Throughout the listing that follows, find each line with the word "innermost" and copy it.
Segment Open
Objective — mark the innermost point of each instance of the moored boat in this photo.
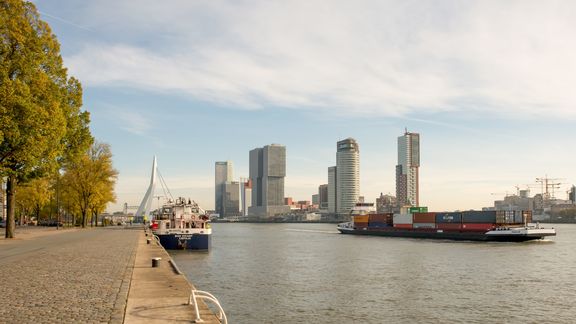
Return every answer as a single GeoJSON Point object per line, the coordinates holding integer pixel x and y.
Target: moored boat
{"type": "Point", "coordinates": [506, 226]}
{"type": "Point", "coordinates": [182, 225]}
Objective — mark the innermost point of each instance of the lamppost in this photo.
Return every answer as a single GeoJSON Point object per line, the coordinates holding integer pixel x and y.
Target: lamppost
{"type": "Point", "coordinates": [58, 200]}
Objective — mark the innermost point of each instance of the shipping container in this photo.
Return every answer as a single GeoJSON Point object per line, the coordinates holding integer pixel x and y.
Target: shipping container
{"type": "Point", "coordinates": [518, 217]}
{"type": "Point", "coordinates": [424, 217]}
{"type": "Point", "coordinates": [528, 215]}
{"type": "Point", "coordinates": [475, 216]}
{"type": "Point", "coordinates": [380, 218]}
{"type": "Point", "coordinates": [449, 217]}
{"type": "Point", "coordinates": [448, 226]}
{"type": "Point", "coordinates": [378, 225]}
{"type": "Point", "coordinates": [418, 210]}
{"type": "Point", "coordinates": [477, 226]}
{"type": "Point", "coordinates": [361, 225]}
{"type": "Point", "coordinates": [402, 219]}
{"type": "Point", "coordinates": [424, 225]}
{"type": "Point", "coordinates": [361, 219]}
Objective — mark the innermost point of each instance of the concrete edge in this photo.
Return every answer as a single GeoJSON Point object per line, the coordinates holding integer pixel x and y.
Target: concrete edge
{"type": "Point", "coordinates": [119, 311]}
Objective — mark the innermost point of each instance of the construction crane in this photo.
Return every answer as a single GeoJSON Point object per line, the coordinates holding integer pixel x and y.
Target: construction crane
{"type": "Point", "coordinates": [548, 186]}
{"type": "Point", "coordinates": [126, 207]}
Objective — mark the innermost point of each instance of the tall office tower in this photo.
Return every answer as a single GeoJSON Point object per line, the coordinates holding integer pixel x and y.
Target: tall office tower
{"type": "Point", "coordinates": [222, 175]}
{"type": "Point", "coordinates": [332, 201]}
{"type": "Point", "coordinates": [231, 199]}
{"type": "Point", "coordinates": [347, 175]}
{"type": "Point", "coordinates": [385, 204]}
{"type": "Point", "coordinates": [267, 172]}
{"type": "Point", "coordinates": [323, 196]}
{"type": "Point", "coordinates": [245, 195]}
{"type": "Point", "coordinates": [407, 169]}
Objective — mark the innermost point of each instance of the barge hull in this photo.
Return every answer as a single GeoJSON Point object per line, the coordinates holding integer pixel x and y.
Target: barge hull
{"type": "Point", "coordinates": [195, 242]}
{"type": "Point", "coordinates": [458, 236]}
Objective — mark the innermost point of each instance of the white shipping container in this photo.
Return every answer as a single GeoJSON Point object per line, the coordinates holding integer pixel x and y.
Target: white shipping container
{"type": "Point", "coordinates": [424, 225]}
{"type": "Point", "coordinates": [402, 218]}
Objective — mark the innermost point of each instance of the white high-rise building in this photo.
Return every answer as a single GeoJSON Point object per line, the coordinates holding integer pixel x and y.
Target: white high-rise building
{"type": "Point", "coordinates": [332, 205]}
{"type": "Point", "coordinates": [222, 175]}
{"type": "Point", "coordinates": [267, 172]}
{"type": "Point", "coordinates": [347, 175]}
{"type": "Point", "coordinates": [407, 191]}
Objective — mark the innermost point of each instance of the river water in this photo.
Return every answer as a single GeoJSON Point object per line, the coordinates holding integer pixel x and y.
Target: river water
{"type": "Point", "coordinates": [308, 273]}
Segment Closed
* Written response *
Objective — mark the innermost point of each instance of the moored boat in this photo.
Objective — mark the innermost point of each instance of the lamppost in this photo.
Objective — mark the innermost point of each instance of the shipping container in this photo.
Objective — mark the innermost point of each instance of the concrete edge in this photo.
Objective — mark the innermost point of each instance of the construction crane in this photo.
Objective — mark the innermost point of each instance of the tall office tower in this photo.
Objective — mark the innermost point of each instance of the barge hull in this photo.
Objective — mark the innermost point of each instance of the white shipping container in this photo.
Objective — mark the innermost point of each instance of the white high-rise building in this photo.
Objective — mark the innermost point of each instance of the river water in this photo.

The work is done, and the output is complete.